_Exercise text_
Dearest Miss Addams
I have just had word today of the death of my dear old friend and comrade, Mrs Pelham. It comes so close upon the heels of a letter from her full of life & the relish for life and of gay infectious [humor], -- that I can't quite believe it yet.To John & me she was an unceasing cause for wonder, and we shall always cherish the astonishing vision of her as she arrived each year [page 2] in Oria radiating enjoyment & enthusiasm & the unquenchable spirit of youth -- the contagion of it spreading all around her, so that I'm sure none of the personally-conducted Tours that pass our way in endless streams each summer, ever got such zest & entertainment from their pilgrimage as did Mrs Pelham's little flock.
She always left us refreshed & stimulated, & full of admiration for her energy & her valiant spirit. To me, her death is the realest grief & loss. And at H.H. there will [page 3] be many of all sorts but especially of the lowliest & most forlorn who will truly morn her.
Is there any possibility of making some little memorial in recognition of her years of untiring service -- perhaps on behalf of some of the poor & wretched whom she has comforted. If there is, I should so like to share in it -- & will send you a check for $150.00 if it could be used in any appropriate way.
I do hope you are well again -- from various accounts your bronchitis held on rather [page 4] too long, & we have been a bit anxious about you.
Your Christmas message moved me to tears -- over this poor blind old world, stumbling at the edge of the abyss ... And just at the same time I was reading -- also with tears, but happy ones in this case, Romain Rolland's lovely book on Mahatma Gandhi. I should have sent it to you at once, but I seem to remember you don't enjoy reading French books -- & I feel sure it must shortly appear in an English translation. Such a [revelation] of the Divine Spirit made manifest in man as this epic of Gandhi, has no parallel [page 5] since Christ, & St Francis. I wonder whether the new Labour Government here will not include among its acts of conciliation (for it does seem to be embarking on its difficult task in a spirit of conciliation) the liberation of Gandhi & his fellow-prisoners in India -- & trying to move towards some solution of the Indian problem with more humanity & more good-faith than their predecessors. Their tenure of life just now is a slender one, & may not be for long -- but if they can manage to [page 6] sound clearly a new note while they have the chance -- to "be just & fear not" for a little while in a panic-stricken world -- the influence of that initiative of confidence & cooperation might be a turning-point in international affairs -- After all, it has partly been a case of no one having the courage to begin.

_Extracted rows_
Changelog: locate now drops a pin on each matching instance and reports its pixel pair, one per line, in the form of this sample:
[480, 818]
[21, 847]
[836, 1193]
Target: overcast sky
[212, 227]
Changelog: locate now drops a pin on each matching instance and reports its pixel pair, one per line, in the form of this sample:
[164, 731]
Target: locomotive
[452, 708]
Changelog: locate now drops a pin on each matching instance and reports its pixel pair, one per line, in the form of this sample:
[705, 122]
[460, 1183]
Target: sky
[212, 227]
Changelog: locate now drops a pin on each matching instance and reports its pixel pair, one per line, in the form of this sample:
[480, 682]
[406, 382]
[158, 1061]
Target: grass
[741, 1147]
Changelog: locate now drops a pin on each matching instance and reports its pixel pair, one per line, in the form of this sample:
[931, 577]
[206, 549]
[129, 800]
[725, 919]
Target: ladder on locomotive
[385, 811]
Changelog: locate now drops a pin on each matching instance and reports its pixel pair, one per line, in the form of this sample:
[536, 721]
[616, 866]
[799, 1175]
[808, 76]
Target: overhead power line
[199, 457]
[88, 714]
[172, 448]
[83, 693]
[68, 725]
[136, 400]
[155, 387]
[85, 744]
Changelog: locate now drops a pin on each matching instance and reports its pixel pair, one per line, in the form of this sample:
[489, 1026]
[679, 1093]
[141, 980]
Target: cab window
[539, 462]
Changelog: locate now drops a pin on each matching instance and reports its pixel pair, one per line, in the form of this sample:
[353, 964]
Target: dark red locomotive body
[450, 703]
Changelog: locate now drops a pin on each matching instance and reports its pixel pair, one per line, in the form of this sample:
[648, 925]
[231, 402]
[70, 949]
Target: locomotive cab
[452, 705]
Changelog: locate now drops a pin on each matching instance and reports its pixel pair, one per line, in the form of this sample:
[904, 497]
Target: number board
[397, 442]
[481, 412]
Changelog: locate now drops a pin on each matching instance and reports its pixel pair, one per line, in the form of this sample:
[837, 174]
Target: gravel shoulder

_Required tasks_
- 1) List every person the letter mentions by name.
- 2) What amount does the writer of the letter offer to send toward a memorial?
- 3) Retype the stretch of the letter from "Is there any" through "any appropriate way.".

_Results for each task_
- 1) Miss Addams, Mrs Pelham, John, Romain Rolland, Mahatma Gandhi, Christ, St Francis

- 2) A check for $150.00.

- 3)
Is there any possibility of making some little memorial in recognition of her years of untiring service -- perhaps on behalf of some of the poor & wretched whom she has comforted. If there is, I should so like to share in it -- & will send you a check for $150.00 if it could be used in any appropriate way.